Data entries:
_ _ _

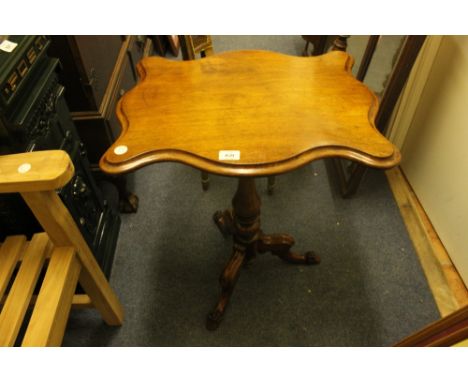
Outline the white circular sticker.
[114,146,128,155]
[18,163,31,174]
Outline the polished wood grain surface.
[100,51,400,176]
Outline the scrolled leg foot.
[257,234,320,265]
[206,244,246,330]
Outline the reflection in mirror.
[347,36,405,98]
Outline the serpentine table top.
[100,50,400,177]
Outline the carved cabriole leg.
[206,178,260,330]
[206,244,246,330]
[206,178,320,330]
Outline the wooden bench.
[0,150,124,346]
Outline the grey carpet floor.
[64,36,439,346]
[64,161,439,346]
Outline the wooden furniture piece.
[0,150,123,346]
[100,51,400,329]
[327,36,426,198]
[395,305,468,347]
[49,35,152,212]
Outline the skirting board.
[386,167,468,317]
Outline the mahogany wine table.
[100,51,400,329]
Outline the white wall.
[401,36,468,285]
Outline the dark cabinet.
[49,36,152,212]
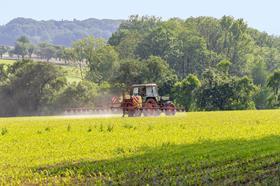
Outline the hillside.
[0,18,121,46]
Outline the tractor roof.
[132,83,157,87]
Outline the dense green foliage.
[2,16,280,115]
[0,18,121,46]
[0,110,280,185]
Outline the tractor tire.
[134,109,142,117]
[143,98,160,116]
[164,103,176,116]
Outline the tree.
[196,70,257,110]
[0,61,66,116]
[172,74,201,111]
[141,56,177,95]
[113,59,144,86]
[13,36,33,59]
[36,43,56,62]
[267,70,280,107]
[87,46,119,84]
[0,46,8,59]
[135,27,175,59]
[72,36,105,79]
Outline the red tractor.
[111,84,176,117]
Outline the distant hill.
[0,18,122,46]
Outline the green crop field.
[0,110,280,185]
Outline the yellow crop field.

_ _ _

**What you will do**
Copy the entries above, switching every "Outline" to "Mark" and leaving all else the same. Omit the pictures from your copy.

**Finished answer**
Mark the white circular sticker.
[114,146,128,155]
[18,163,31,174]
Mark the polished wood grain surface.
[100,51,400,176]
Mark the scrolled leg foot.
[257,234,320,265]
[206,244,246,330]
Mark the reflection in mirror.
[347,36,405,98]
Mark the serpentine table top.
[100,50,400,177]
Mark the carved cabriole leg.
[206,178,260,330]
[206,244,246,330]
[206,178,320,330]
Mark the wooden bench.
[0,150,124,346]
Mark the grey carpet floor.
[64,36,439,346]
[64,161,439,346]
Mark the wooden furniture piece.
[0,150,123,346]
[100,51,400,329]
[327,36,426,198]
[395,305,468,347]
[49,35,152,212]
Mark the skirting board.
[386,167,468,317]
Mark the mahogany wine table.
[100,51,400,329]
Mark the white wall.
[401,36,468,285]
Mark the dark cabinet.
[49,36,152,212]
Mark the hillside.
[0,18,121,46]
Mark the tractor roof.
[132,83,157,87]
Mark the dense green foliage.
[2,16,280,115]
[0,18,121,46]
[0,110,280,185]
Mark the tractor tire.
[134,109,142,117]
[143,98,160,116]
[164,103,176,116]
Mark the tree.
[196,70,257,110]
[0,61,66,116]
[172,74,201,111]
[141,56,177,95]
[113,59,144,86]
[13,36,33,59]
[36,43,56,62]
[267,70,280,107]
[87,46,119,84]
[0,46,8,59]
[135,27,175,59]
[72,36,105,79]
Mark the red tractor.
[111,84,176,117]
Mark the distant hill.
[0,18,122,46]
Mark the green crop field.
[0,110,280,185]
Mark the yellow crop field.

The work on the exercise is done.